* **WHAT THE TASK REQUIRES**
Exactly the lines from the one containing "Expected behaviour: the pointer indicates one point on the slate" through the end of the data below are to be reproduced, and nothing besides them.

##### EXTRACTED INFORMATION #####

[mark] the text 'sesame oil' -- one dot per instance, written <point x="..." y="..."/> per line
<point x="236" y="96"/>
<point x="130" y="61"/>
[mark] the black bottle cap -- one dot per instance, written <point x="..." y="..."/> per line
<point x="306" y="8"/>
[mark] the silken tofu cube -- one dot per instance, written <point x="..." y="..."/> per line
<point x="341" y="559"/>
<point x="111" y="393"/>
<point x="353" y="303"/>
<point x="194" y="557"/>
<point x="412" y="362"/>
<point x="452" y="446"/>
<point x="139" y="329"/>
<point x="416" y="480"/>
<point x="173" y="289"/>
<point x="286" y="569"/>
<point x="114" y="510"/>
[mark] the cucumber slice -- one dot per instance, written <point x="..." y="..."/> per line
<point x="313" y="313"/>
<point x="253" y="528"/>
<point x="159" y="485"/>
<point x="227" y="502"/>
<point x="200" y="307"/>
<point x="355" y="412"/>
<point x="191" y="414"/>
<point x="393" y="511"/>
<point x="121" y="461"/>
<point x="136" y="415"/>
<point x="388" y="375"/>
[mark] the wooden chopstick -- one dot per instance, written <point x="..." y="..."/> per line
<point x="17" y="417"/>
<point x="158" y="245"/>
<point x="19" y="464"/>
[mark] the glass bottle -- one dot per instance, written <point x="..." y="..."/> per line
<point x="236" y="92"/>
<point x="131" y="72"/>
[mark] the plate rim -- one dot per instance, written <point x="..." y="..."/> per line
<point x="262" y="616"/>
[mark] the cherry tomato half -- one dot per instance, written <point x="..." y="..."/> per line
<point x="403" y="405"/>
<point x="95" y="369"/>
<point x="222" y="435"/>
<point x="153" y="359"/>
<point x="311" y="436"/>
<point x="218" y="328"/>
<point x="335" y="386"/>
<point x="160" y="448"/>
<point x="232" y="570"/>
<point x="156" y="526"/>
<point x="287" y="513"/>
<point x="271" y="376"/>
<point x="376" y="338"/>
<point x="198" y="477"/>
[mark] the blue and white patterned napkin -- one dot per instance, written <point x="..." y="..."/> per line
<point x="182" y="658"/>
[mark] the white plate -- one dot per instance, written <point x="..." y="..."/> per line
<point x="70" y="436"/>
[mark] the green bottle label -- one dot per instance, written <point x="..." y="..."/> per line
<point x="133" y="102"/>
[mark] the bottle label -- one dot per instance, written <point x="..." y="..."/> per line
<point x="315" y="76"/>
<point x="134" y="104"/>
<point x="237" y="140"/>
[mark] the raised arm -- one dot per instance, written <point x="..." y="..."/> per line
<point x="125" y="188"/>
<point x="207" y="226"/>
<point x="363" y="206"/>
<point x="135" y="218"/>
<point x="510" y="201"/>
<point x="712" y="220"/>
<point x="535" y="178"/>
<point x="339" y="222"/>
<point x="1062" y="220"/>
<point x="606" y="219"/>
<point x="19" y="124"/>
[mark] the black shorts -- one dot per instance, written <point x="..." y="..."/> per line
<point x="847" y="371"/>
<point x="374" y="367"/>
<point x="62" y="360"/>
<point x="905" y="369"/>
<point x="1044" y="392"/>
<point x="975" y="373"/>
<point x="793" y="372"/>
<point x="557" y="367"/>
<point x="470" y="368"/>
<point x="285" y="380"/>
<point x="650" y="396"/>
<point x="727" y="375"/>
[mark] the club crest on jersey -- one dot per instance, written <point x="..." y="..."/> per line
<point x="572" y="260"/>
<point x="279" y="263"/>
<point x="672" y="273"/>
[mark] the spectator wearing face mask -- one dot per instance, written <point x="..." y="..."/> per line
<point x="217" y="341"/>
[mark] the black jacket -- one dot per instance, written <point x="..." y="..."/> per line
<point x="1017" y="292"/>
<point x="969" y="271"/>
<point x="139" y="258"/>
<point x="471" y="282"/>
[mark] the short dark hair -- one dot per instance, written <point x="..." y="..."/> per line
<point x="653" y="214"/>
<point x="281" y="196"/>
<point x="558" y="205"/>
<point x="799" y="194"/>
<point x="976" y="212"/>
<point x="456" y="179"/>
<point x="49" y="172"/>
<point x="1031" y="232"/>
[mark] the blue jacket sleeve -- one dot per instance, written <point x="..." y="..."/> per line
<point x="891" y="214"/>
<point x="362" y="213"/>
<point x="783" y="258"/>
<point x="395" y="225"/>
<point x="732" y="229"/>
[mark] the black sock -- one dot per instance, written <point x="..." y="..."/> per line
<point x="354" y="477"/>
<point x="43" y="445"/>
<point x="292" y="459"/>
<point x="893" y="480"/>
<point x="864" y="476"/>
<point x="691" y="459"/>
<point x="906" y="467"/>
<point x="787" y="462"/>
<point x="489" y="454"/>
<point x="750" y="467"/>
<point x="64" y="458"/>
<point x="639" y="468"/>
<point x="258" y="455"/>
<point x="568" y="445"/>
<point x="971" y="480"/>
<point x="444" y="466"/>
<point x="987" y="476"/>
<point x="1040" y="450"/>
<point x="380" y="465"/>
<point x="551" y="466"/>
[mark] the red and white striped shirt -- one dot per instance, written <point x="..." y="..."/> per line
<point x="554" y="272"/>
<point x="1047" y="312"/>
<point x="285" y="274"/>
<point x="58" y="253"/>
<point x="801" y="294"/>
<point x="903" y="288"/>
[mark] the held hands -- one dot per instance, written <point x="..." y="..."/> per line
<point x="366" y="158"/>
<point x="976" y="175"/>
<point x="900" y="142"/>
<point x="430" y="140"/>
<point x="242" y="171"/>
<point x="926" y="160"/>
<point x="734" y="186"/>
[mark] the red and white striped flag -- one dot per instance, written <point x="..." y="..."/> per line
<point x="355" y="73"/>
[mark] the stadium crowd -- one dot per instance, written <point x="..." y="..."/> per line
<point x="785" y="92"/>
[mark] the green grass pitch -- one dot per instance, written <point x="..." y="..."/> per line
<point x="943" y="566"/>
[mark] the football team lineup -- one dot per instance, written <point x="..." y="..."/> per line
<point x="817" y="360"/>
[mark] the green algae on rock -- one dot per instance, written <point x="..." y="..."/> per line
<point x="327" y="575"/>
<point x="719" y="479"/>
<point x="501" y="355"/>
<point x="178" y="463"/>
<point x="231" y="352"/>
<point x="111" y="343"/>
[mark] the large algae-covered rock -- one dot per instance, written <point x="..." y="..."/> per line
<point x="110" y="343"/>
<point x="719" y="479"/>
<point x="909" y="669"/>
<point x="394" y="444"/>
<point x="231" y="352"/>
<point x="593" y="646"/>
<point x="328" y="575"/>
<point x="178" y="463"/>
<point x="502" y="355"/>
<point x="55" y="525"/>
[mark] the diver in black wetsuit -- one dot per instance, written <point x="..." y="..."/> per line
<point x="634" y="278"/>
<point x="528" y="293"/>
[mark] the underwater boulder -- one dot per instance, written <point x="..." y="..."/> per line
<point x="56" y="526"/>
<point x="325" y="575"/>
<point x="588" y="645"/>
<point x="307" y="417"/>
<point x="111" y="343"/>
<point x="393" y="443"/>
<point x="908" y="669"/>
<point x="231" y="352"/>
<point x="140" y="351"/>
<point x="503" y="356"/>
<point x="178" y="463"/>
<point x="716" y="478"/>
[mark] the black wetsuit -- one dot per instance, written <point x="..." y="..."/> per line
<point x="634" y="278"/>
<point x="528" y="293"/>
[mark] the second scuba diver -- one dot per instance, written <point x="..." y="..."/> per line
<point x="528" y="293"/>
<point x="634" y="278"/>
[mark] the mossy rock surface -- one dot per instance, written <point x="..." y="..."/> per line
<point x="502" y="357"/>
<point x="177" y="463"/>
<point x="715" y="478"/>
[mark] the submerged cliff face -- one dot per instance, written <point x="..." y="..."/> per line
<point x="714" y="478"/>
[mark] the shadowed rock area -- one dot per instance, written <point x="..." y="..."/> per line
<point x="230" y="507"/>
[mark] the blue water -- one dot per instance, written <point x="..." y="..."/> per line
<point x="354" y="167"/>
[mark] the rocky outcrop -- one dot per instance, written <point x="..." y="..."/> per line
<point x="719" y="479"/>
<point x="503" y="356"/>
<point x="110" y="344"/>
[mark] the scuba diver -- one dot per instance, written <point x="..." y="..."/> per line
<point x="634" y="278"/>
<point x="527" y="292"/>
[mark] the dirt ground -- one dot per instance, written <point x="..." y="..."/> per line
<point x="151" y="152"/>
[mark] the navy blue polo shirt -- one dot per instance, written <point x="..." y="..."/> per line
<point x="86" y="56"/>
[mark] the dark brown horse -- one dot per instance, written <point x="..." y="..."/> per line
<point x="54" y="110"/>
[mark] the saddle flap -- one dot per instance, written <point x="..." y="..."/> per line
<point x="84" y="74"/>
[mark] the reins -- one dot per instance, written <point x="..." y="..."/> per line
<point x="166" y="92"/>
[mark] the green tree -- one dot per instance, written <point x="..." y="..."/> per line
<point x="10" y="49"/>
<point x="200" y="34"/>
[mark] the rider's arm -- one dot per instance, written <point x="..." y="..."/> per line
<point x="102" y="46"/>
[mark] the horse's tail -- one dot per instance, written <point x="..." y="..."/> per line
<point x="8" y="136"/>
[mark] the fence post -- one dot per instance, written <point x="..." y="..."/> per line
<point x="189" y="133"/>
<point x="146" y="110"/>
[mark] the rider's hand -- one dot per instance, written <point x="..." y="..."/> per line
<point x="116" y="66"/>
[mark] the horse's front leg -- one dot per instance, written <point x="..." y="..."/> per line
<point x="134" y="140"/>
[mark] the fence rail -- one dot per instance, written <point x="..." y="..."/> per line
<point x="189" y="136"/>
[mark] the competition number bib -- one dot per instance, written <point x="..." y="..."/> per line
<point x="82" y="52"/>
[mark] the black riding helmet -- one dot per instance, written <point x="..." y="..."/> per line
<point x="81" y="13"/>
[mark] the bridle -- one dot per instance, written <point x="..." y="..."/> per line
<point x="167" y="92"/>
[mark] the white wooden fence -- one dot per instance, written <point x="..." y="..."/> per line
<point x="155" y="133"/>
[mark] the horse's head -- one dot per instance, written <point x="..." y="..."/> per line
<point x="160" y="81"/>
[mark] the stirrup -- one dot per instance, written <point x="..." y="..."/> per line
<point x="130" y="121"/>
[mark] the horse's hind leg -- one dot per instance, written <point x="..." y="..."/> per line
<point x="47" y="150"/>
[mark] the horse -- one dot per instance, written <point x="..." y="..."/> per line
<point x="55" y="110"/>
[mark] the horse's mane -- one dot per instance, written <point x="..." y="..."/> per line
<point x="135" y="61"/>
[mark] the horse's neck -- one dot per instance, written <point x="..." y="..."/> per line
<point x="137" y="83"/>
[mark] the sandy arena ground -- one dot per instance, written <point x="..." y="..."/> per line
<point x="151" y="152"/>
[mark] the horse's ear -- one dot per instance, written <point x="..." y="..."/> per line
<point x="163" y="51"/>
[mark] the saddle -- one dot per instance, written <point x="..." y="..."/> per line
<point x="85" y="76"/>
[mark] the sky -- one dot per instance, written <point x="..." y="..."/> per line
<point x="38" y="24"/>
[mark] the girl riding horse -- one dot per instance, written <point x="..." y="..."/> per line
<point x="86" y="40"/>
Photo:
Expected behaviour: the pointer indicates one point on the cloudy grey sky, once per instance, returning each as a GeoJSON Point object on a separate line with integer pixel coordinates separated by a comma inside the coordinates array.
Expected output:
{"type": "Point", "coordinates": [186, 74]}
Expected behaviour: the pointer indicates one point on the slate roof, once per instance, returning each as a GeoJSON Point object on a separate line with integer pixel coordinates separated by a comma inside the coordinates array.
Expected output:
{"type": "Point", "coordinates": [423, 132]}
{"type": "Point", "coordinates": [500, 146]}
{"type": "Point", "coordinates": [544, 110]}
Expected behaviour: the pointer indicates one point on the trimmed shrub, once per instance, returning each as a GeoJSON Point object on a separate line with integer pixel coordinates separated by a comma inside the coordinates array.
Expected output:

#####

* **RESPONSE TO THE TASK**
Expected behaviour: the pointer indicates one point on the slate roof, once per instance, returning each as a GeoJSON Point object on a separate line with integer pixel coordinates separated by a comma inside the coordinates array.
Expected output:
{"type": "Point", "coordinates": [423, 132]}
{"type": "Point", "coordinates": [500, 146]}
{"type": "Point", "coordinates": [544, 110]}
Expected behaviour: the pointer indicates one point on the trimmed shrub, once per instance, returning each as a GeoJSON Point object on a separate line with integer pixel coordinates separated by a comma inside the coordinates array.
Expected output:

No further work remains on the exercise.